#### DOCUMENT TEXT
- Directed by: Athina Tsoulis
- Written by: Anne Tsoulis; Athina Tsoulis;
- Produced by: Liz Stevens
- Starring: Jodie Rimmer; Michael Hurst; Carl Bland; Ian Hughes;
- Cinematography: Rewa Harre
- Edited by: Chris Plummer
- Release date: April 8, 1999;
- Running time: 92 min
- Country: New Zealand
- Language: English
- Budget: Production: $130,000 Post-production: $400,000

= I'll Make You Happy (1999 film) =

I'll Make You Happy is a New Zealand film released in 1999. It was directed by Athina Tsoulis and starred Jodie Rimmer as a prostitute who plans a heist from her pimp. Also appearing were Michael Hurst, Rena Owen and Jennifer Ward-Lealand along with a cameo from Lucy Lawless.

The film's script was written by Anne Tsoulis for the South Australian Film Corporation but after they abandonded the film the rights went back to Tsoulis. Her sister Athina Tsoulis re-wrote the script and found funding to shoot the film. The New Zealand Film Corporation funded post-production after they saw a rough cut of the film. The film was shot on 16mm with shooting took place over a period of just over 4 weeks with cast and crew deferring their fees.

#### RAW DATA
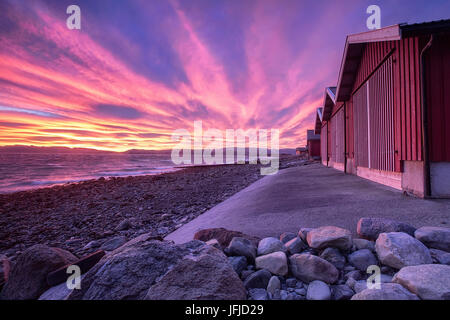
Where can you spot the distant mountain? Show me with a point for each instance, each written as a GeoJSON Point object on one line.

#### REQUIREMENT
Reproduce the passage of the article on the film starting with "I'll Make You Happy is" and going on through "from Lucy Lawless.", substituting "robbery" for "heist". The material plays no part in this exercise.

#### ANSWER IN FULL
I'll Make You Happy is a New Zealand film released in 1999. It was directed by Athina Tsoulis and starred Jodie Rimmer as a prostitute who plans a robbery from her pimp. Also appearing were Michael Hurst, Rena Owen and Jennifer Ward-Lealand along with a cameo from Lucy Lawless.